Problem requirements: Retype word for word the stretch of entries below from the line that has "Target: black horse logo sign" through the line that has "Target: glass of dark liquid", and omit the pictures.

------------------------------------------------

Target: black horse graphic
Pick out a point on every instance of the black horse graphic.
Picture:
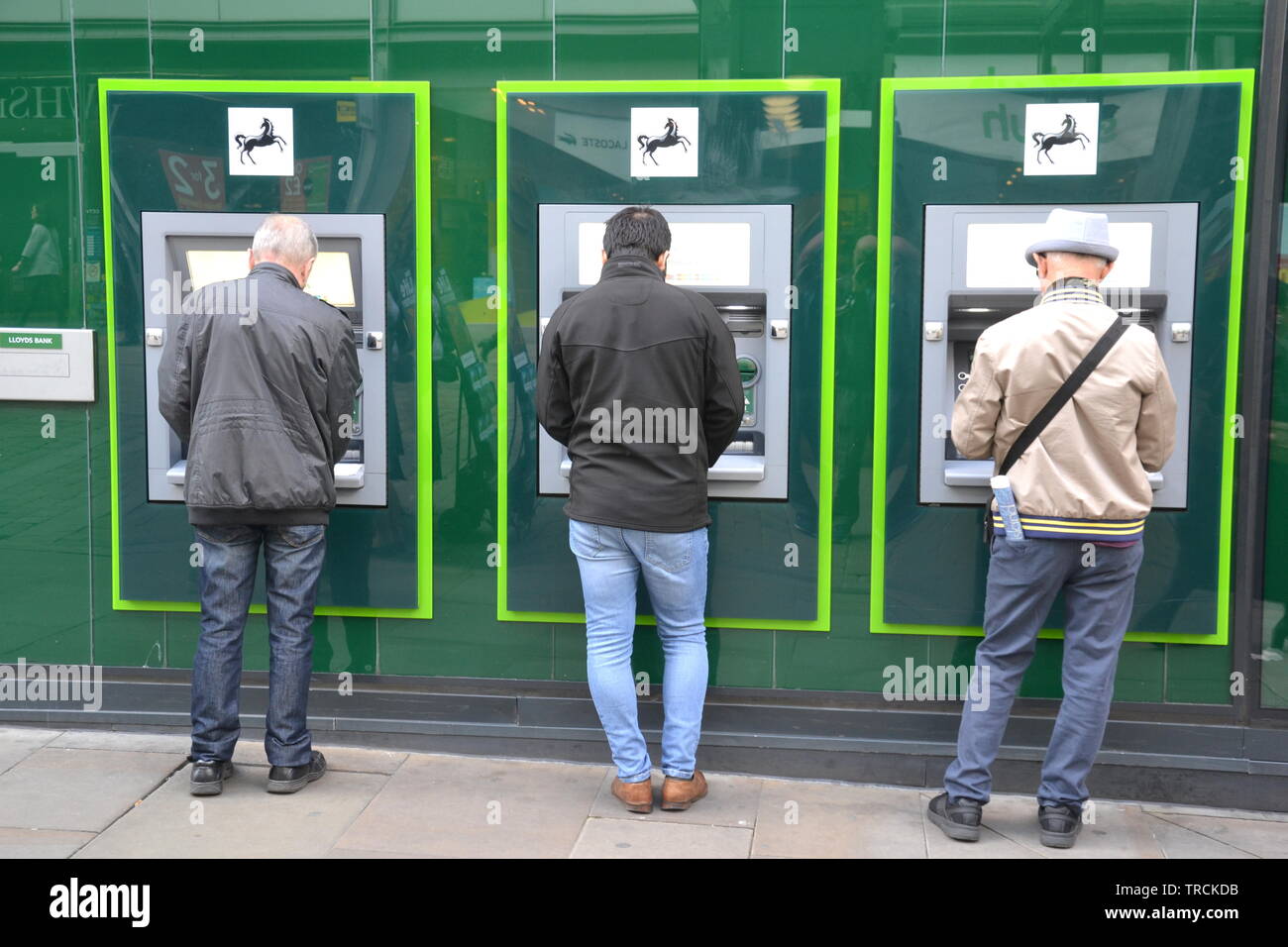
(266, 137)
(665, 141)
(1065, 136)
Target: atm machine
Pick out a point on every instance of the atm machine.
(975, 274)
(184, 252)
(739, 258)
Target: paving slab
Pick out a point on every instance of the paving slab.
(78, 789)
(818, 819)
(176, 744)
(467, 806)
(1120, 830)
(40, 843)
(18, 742)
(629, 838)
(730, 800)
(1179, 841)
(365, 853)
(243, 822)
(346, 759)
(1166, 809)
(1258, 838)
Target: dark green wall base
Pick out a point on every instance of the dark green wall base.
(1192, 757)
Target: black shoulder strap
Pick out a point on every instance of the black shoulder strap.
(1057, 401)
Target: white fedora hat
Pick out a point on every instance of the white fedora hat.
(1074, 232)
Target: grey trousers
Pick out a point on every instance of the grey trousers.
(1022, 581)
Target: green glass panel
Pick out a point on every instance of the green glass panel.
(44, 453)
(858, 43)
(111, 40)
(463, 59)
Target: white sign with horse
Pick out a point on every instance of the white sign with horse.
(1061, 137)
(262, 141)
(665, 142)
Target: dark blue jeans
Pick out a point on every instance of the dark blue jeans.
(1022, 579)
(292, 562)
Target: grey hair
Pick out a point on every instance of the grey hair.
(284, 239)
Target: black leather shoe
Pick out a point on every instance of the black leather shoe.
(960, 818)
(1060, 825)
(294, 779)
(207, 777)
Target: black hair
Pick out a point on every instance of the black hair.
(636, 231)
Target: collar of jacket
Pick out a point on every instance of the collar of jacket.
(1073, 290)
(275, 269)
(630, 264)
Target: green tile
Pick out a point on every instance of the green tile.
(1198, 674)
(243, 39)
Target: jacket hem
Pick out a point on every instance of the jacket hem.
(249, 515)
(1074, 528)
(642, 527)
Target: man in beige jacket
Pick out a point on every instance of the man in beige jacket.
(1082, 495)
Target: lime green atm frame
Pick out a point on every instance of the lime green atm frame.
(1212, 170)
(777, 599)
(151, 540)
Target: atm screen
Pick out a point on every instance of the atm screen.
(995, 254)
(330, 279)
(702, 254)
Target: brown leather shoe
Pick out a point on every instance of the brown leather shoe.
(681, 793)
(638, 796)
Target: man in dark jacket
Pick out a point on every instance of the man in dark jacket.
(259, 379)
(640, 381)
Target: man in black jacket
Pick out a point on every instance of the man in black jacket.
(259, 379)
(640, 381)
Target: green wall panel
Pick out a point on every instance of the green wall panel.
(449, 46)
(44, 449)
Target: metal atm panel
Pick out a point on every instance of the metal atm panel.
(352, 243)
(975, 274)
(747, 282)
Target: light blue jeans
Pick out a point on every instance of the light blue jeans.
(675, 575)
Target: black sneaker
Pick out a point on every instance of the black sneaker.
(1060, 825)
(294, 779)
(960, 818)
(207, 777)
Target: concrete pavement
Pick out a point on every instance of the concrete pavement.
(104, 793)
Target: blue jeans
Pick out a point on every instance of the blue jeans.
(1022, 581)
(292, 562)
(675, 574)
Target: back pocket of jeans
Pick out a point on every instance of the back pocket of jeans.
(669, 551)
(300, 536)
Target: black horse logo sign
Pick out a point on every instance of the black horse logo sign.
(266, 137)
(1068, 134)
(670, 137)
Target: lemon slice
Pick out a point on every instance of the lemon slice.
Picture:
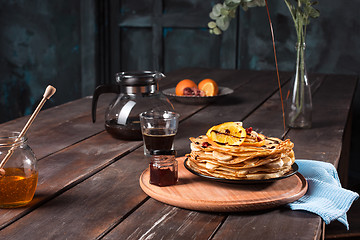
(230, 133)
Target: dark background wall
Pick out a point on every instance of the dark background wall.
(75, 45)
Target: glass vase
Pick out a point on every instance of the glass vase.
(298, 101)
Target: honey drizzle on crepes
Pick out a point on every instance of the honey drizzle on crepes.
(277, 69)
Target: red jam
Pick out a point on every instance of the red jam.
(163, 169)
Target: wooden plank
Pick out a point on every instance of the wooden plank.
(273, 224)
(166, 222)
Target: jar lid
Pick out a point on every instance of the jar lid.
(162, 152)
(141, 78)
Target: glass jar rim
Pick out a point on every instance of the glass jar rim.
(10, 139)
(159, 115)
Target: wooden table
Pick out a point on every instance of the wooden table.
(89, 182)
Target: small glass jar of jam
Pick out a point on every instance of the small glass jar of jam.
(19, 175)
(163, 168)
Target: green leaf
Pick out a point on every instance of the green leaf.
(217, 31)
(212, 24)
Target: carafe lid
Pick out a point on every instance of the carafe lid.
(141, 78)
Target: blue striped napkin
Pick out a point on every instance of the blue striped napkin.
(325, 196)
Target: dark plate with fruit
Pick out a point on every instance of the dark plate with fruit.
(191, 99)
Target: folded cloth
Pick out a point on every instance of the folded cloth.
(325, 196)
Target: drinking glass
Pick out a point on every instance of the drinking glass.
(158, 130)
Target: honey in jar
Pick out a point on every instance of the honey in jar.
(18, 184)
(17, 187)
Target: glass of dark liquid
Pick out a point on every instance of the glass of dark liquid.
(158, 130)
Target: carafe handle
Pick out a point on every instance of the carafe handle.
(114, 88)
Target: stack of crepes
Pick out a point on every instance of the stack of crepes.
(230, 151)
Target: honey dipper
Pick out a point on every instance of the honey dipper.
(49, 91)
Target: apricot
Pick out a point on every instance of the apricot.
(186, 83)
(209, 86)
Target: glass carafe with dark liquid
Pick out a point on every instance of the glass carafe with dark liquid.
(137, 92)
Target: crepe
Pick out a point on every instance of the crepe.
(258, 157)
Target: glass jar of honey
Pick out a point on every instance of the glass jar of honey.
(19, 174)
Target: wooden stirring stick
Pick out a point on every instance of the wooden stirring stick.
(50, 90)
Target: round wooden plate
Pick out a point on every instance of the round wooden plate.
(196, 193)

------------------------------------------------

Solution for this exercise:
Target: black horse logo sign
Pick out a point on every instance of the black horse logo sign.
(266, 137)
(1068, 134)
(670, 137)
Target: lemon slice
Pick out a point on every instance of the lemon slice.
Picture:
(230, 133)
Target: dark background wall
Pick out a point on every instance of the dark background wall.
(75, 45)
Target: glass vase
Pick out a point on every instance of the glass vase.
(298, 101)
Target: honey drizzle on crepes
Pick out a point on every instance of the honey drizzle on crepes.
(277, 69)
Target: red jam
Pick out a point on every instance of the red jam.
(163, 169)
Target: wooden plank
Pick out a point on every instance of the wooden plank.
(273, 224)
(166, 222)
Target: jar lid
Pick out a point on every instance of the jar lid.
(162, 152)
(141, 78)
Target: glass jar rim
Pick out a point on every instance of the glass jar rim.
(10, 139)
(159, 115)
Target: wooden table
Pick out a point on every instance of the wooden table.
(89, 182)
Target: small glass jar of jam
Pick out a point on every instance of the small glass jar of jam.
(19, 175)
(163, 168)
Target: green leaf
Pick out a point on every instance of the green leaf.
(217, 31)
(212, 24)
Target: carafe lid
Pick out a point on every instance of the carafe lid.
(141, 78)
Target: blue striped napkin
Pick out a point on every instance of the blue striped napkin.
(325, 196)
Target: dark plate with fruit
Pick out a point on every instance of the dark plate with fruit.
(191, 99)
Target: folded cloth
Pick out a point on every instance of the folded cloth.
(325, 196)
Target: drinking glass
Pick out a point on every instance of the drinking glass.
(158, 130)
Target: honey in jar
Pick out a point on every instance of the honey in jar.
(18, 184)
(17, 187)
Target: glass of dark liquid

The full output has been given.